#### [Directions for this task]
Can you lay out each line of the rows below as a JSON list of strings, one string per line, leaving out any blank lines?

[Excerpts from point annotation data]

========

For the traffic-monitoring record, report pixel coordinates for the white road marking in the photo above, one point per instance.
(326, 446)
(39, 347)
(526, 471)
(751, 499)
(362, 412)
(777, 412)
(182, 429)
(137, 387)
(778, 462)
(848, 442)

========

#### [Exercise answer]
[
  "For the traffic-monitoring record, report pixel coordinates for the white road marking in the photo above, one point per instance.",
  "(326, 446)",
  "(39, 347)",
  "(526, 471)",
  "(751, 499)",
  "(362, 412)",
  "(777, 412)",
  "(182, 429)",
  "(137, 387)",
  "(778, 462)",
  "(848, 442)"
]